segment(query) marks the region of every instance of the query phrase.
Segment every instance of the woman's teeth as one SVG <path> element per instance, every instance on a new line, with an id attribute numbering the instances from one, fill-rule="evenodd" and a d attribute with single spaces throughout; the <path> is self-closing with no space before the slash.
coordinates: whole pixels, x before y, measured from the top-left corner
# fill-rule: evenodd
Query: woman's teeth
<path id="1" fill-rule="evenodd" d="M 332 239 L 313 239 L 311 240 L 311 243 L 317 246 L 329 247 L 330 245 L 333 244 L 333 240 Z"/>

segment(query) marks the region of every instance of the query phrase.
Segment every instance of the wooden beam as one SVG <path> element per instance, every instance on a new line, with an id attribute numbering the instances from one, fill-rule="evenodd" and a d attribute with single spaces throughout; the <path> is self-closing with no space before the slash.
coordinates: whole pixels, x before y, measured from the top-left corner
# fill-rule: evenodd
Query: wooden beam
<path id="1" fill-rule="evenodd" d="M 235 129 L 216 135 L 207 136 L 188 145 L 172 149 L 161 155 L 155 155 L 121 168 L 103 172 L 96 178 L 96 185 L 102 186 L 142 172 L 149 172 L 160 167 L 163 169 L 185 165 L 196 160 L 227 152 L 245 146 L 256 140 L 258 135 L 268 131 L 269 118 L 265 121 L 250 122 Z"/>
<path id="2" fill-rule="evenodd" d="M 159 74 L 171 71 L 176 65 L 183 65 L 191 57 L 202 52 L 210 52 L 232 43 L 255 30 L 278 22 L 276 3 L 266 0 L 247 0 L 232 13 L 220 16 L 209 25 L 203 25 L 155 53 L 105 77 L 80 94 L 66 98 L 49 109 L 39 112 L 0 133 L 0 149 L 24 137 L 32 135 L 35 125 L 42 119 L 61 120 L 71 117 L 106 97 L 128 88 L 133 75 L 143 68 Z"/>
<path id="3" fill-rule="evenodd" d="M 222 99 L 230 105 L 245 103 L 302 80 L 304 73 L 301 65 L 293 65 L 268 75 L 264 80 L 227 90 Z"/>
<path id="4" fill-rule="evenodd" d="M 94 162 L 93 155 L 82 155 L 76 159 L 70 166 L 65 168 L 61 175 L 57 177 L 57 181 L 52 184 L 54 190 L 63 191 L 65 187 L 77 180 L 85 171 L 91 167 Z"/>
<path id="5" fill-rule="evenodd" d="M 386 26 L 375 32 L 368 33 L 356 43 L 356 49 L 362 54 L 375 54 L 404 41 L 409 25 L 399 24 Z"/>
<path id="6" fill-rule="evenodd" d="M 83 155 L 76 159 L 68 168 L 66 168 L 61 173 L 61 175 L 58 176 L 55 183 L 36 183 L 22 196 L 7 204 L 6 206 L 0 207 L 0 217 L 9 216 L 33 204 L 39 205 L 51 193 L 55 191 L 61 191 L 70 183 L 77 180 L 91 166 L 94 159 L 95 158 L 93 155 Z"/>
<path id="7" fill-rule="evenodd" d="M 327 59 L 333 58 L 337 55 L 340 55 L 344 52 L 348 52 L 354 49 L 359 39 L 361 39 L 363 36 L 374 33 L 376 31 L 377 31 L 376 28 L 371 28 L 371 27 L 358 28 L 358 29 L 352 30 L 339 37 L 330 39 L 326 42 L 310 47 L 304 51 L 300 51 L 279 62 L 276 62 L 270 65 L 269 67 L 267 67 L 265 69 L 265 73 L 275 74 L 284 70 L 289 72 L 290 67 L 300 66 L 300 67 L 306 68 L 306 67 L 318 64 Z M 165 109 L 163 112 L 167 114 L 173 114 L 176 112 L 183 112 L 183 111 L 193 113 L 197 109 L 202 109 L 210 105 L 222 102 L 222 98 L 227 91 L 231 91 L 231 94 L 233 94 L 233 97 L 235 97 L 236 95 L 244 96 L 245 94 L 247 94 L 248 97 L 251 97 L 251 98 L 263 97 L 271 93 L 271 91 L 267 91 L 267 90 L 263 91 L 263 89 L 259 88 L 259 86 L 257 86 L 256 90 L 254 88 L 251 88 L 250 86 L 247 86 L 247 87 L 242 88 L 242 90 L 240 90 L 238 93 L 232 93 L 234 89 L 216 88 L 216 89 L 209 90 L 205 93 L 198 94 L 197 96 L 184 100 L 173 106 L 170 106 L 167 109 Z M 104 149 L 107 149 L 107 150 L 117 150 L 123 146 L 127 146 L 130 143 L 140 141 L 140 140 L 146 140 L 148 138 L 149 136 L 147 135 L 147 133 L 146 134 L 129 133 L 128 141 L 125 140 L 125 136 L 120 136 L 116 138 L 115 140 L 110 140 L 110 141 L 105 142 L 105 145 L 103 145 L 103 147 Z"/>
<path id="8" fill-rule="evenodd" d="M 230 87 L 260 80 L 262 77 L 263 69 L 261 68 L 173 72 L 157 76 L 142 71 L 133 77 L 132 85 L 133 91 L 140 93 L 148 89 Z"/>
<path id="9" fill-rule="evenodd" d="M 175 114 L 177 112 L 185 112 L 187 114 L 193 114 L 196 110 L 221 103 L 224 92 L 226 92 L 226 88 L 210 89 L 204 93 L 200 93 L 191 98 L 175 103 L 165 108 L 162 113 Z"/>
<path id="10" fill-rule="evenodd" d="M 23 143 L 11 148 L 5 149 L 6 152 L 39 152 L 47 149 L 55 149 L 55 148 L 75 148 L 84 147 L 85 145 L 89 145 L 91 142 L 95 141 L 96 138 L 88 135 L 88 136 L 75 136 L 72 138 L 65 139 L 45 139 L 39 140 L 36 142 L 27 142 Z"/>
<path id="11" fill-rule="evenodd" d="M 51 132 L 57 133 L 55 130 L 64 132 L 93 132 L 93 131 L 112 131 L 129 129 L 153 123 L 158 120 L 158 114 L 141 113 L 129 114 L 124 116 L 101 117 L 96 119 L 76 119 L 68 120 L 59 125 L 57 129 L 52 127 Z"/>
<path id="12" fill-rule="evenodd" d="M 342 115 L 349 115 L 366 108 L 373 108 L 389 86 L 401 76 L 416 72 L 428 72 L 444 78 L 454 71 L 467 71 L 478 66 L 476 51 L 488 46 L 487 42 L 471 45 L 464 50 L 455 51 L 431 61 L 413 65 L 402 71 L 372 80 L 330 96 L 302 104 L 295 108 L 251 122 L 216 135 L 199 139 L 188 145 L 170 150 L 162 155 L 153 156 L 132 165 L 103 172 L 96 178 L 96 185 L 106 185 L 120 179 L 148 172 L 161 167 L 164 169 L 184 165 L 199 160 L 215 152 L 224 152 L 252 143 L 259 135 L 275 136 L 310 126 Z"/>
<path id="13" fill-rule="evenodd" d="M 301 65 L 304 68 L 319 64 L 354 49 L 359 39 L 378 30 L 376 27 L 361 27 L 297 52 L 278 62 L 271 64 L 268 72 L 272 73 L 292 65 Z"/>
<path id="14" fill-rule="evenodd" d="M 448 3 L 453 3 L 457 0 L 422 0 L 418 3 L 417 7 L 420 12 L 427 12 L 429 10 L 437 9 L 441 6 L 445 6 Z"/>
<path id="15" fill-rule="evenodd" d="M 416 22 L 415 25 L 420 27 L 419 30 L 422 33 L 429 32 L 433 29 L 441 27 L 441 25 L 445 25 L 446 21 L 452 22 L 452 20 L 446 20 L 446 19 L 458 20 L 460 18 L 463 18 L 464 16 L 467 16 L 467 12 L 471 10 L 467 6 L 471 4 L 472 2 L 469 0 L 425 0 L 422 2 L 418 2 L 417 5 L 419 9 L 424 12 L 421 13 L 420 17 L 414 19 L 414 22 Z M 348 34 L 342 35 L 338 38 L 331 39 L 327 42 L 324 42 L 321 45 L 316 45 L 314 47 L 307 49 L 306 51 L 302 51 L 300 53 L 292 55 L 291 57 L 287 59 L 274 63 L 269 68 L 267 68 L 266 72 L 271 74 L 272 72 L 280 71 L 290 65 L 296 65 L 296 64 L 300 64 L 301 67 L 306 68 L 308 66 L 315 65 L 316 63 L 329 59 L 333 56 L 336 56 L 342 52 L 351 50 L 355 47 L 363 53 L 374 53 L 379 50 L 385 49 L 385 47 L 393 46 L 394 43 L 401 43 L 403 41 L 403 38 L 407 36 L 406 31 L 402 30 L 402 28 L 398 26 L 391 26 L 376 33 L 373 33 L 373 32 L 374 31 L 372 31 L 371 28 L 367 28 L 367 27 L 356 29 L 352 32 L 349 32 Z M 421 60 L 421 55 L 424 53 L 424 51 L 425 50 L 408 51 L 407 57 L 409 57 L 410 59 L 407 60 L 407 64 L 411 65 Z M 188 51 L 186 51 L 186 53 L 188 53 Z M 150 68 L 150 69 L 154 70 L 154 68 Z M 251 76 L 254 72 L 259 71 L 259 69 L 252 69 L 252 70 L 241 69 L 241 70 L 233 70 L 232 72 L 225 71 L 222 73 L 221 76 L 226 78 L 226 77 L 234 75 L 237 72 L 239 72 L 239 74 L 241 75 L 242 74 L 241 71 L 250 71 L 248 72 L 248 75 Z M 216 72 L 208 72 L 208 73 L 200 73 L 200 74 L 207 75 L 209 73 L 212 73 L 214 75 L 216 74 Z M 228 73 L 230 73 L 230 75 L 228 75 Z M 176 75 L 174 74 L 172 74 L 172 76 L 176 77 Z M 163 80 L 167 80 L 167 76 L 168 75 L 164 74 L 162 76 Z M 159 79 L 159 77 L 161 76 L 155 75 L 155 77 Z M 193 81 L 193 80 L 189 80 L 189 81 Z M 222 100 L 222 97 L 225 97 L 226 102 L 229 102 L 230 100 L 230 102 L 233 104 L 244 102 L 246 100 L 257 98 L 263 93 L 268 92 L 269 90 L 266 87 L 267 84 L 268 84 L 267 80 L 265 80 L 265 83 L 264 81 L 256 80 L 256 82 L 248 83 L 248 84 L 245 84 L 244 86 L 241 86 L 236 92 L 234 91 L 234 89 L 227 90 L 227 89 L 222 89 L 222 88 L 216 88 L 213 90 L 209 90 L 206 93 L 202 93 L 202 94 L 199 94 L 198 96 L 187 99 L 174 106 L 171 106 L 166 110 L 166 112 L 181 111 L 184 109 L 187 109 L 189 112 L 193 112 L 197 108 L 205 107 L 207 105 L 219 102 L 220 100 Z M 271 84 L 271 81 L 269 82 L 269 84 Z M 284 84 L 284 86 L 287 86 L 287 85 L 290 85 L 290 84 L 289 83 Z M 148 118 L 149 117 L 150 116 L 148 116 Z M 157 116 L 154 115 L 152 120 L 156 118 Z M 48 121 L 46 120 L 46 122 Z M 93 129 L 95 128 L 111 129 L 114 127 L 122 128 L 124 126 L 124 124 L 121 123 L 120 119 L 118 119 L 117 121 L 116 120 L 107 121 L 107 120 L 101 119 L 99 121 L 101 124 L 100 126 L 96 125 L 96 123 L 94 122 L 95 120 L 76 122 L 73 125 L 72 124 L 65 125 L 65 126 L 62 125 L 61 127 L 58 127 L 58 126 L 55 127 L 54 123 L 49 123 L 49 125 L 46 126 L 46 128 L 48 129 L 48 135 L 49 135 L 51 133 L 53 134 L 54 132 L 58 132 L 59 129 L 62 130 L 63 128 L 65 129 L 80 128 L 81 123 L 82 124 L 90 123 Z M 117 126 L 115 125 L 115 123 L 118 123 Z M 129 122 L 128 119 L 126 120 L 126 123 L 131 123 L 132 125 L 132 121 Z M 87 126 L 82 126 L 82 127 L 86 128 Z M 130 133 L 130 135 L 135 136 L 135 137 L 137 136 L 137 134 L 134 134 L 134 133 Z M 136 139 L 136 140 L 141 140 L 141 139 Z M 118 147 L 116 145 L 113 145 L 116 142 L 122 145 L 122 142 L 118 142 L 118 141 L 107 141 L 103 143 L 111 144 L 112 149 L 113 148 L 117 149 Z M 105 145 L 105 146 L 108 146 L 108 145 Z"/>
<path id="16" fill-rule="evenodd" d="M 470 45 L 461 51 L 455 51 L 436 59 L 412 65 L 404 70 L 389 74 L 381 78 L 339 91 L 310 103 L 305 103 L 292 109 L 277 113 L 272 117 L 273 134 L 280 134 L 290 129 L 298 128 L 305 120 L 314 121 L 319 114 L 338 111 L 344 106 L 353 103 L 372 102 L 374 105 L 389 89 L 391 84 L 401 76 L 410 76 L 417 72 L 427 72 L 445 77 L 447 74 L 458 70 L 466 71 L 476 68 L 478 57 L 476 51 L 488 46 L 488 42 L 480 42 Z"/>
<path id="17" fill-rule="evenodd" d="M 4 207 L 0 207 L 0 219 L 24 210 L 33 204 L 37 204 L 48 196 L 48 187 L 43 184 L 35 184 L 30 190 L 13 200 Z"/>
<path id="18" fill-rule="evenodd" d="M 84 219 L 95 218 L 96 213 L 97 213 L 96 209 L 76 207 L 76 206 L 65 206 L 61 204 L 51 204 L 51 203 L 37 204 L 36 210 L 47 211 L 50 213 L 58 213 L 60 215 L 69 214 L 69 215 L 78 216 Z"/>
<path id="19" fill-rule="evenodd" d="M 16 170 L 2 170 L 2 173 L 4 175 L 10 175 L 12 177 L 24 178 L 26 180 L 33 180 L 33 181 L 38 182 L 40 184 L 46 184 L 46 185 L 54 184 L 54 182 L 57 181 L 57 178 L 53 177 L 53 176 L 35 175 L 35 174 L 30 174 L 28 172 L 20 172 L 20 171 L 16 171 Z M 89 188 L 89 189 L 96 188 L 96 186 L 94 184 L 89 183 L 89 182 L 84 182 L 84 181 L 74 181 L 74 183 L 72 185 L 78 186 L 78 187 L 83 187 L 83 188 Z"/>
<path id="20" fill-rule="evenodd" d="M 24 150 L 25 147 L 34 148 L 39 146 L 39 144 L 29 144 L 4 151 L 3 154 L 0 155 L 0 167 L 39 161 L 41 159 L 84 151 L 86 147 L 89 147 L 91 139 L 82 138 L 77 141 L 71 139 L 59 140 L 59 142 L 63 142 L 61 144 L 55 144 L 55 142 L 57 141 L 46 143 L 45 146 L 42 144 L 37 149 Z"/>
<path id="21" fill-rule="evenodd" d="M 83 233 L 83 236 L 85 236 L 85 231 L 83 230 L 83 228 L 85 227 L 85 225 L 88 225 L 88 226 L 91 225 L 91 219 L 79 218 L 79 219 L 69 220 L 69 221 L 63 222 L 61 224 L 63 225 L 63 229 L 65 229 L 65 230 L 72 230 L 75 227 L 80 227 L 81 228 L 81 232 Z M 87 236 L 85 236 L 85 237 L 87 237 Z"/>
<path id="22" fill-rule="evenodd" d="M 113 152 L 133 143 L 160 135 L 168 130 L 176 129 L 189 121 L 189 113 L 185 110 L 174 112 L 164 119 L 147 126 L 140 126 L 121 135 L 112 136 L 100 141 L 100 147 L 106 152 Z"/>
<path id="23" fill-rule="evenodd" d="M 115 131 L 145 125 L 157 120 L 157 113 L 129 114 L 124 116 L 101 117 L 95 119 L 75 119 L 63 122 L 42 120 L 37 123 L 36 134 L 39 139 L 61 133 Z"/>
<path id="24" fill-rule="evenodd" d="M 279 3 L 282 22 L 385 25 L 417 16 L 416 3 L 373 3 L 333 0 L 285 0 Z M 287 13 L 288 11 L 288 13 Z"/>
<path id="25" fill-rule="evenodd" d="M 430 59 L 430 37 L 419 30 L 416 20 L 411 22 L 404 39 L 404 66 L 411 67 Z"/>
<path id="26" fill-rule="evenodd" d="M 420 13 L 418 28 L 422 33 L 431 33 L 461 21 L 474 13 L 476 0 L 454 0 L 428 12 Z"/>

========

* [EXERCISE DIRECTIONS]
The answer must be every line of the records above that holds the word "wooden".

* [ANSWER SPACE]
Segment every instance of the wooden beam as one SVG <path> element per instance, every instance on a new line, with an id attribute numbering the instances from one, fill-rule="evenodd" and a d attribute with single spaces throughout; the <path> is self-closing with no space before the slash.
Query: wooden beam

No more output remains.